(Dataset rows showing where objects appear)
—————

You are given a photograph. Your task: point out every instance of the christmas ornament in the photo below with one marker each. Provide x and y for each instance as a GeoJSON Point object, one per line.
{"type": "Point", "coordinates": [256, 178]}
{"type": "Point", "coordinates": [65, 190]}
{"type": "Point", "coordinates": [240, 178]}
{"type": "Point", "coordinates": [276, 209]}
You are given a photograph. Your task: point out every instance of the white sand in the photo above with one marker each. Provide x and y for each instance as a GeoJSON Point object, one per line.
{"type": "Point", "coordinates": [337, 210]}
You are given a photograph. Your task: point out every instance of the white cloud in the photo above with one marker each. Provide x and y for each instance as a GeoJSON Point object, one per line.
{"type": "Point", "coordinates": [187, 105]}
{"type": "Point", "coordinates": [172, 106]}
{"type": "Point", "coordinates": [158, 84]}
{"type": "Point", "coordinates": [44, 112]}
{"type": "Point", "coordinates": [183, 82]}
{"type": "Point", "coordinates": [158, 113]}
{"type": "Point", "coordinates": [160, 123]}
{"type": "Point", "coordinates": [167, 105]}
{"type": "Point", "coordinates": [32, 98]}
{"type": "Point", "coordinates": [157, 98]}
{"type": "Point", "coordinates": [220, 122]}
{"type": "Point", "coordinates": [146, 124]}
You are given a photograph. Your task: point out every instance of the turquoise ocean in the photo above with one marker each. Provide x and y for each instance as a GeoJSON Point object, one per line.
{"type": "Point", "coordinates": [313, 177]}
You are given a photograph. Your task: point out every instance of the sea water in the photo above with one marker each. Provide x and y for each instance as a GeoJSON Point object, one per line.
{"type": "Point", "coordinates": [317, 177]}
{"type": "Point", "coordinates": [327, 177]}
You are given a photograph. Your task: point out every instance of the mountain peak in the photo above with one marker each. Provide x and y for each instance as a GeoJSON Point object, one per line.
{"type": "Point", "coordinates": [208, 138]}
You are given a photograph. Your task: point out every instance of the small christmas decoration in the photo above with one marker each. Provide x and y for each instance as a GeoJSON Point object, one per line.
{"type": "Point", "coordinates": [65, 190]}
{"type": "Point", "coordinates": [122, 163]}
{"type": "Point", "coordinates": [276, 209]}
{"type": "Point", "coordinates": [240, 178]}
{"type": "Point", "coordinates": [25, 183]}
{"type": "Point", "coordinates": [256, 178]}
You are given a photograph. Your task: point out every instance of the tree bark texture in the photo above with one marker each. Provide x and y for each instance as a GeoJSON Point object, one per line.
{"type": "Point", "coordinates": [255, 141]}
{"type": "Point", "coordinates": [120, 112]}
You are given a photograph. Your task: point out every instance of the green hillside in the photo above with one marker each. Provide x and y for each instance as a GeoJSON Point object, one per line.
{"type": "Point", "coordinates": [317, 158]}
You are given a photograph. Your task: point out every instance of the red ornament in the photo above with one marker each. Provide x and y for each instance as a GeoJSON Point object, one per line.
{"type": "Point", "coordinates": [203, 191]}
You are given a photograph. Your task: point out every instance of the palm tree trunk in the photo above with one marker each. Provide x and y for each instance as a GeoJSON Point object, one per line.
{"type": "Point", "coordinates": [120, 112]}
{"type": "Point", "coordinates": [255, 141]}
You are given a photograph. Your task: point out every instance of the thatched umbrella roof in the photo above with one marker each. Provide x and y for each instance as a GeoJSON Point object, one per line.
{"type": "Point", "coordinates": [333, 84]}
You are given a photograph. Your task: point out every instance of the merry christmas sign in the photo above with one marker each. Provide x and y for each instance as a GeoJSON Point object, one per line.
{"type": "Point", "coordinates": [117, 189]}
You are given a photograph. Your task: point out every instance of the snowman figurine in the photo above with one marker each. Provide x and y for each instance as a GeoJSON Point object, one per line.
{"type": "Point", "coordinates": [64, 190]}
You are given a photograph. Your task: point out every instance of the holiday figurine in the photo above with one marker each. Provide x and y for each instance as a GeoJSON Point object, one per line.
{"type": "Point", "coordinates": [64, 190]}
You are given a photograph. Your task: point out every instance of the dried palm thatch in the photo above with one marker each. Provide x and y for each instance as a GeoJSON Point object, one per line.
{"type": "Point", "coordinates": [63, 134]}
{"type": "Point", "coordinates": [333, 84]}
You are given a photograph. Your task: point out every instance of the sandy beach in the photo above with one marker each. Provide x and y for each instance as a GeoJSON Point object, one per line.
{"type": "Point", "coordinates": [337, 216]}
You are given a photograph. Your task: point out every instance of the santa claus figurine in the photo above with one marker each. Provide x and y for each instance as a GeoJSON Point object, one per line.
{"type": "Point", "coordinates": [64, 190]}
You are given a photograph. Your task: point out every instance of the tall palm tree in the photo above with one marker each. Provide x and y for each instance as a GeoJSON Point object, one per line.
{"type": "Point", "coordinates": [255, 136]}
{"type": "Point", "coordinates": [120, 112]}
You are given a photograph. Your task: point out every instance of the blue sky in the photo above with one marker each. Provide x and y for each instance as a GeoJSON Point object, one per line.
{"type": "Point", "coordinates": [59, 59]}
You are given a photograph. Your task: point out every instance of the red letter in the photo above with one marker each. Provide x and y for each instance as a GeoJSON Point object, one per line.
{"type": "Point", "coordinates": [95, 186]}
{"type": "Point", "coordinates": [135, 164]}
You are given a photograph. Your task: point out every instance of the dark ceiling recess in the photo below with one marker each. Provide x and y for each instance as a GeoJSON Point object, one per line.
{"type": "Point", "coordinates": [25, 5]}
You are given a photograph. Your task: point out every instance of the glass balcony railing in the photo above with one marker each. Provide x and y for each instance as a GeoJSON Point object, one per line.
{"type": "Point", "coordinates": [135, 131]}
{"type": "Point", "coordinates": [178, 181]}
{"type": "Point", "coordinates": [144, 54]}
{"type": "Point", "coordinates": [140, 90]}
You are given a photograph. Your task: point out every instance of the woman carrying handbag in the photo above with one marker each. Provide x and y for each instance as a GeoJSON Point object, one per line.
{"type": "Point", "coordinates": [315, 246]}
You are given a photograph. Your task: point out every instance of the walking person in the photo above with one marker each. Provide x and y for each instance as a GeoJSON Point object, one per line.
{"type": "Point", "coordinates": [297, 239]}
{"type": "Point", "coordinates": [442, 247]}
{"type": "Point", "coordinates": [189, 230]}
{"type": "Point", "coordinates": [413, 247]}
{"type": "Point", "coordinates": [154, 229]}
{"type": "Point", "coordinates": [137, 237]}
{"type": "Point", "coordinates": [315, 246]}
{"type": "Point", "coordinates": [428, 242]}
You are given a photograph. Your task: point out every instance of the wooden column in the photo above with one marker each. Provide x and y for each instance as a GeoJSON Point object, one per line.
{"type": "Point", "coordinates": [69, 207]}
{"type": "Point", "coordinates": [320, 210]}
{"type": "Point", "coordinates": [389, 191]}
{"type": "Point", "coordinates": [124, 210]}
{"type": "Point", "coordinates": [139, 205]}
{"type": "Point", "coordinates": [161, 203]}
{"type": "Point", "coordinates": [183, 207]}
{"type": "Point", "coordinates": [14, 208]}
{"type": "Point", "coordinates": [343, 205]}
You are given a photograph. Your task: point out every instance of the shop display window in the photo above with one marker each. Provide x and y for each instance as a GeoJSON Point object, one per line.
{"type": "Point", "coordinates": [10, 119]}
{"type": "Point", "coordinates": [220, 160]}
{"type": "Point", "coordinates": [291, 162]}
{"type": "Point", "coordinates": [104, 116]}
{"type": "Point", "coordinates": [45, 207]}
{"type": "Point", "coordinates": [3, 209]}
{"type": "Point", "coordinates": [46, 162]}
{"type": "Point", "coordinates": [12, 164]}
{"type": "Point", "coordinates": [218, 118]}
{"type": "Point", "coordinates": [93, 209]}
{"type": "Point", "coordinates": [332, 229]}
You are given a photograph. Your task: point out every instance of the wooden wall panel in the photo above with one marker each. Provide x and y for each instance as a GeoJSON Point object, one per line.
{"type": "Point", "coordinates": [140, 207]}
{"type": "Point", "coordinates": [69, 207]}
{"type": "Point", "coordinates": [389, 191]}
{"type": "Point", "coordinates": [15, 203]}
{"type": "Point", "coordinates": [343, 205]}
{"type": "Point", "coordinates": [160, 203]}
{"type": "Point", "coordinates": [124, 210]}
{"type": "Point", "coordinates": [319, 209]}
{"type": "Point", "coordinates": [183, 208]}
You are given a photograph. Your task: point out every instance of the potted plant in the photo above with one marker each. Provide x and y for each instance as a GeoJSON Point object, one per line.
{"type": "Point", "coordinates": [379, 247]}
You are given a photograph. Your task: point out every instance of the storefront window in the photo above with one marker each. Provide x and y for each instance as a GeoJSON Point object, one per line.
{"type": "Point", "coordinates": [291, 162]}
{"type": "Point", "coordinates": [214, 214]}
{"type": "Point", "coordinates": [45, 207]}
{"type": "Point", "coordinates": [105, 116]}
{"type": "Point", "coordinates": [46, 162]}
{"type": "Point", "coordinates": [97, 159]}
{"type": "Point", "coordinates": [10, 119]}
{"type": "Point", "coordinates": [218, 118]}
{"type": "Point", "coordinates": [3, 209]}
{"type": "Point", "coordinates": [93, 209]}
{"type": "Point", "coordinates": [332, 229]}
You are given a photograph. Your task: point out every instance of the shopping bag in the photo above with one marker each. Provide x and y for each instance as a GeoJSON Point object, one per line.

—————

→ PROBLEM TO SOLVE
Pick out every line of the rows above that contains the word "below", and copy each one.

→ FULL OUTPUT
You are given a photograph. Your task: point out every instance of the christmas ornament in the photo below with one marker each. Provide x and y for each instance as a GeoJSON Point object, one per line.
You are given a photograph. Your task: point out every instance of the dark ceiling recess in the photo below with one marker each. Provide x and y for each instance as a GeoJSON Point object, one per line.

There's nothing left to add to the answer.